• EXERCISE BRIEF:
Word for word, reproduce each entry.

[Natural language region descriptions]
<<<<

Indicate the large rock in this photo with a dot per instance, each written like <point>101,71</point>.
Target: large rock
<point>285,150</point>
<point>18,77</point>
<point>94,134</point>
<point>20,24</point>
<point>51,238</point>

>>>>

• COMPLETED EXERCISE:
Indicate the large rock in this photo with a dot per instance, each written like <point>101,71</point>.
Target: large rock
<point>285,150</point>
<point>18,77</point>
<point>94,134</point>
<point>20,24</point>
<point>51,238</point>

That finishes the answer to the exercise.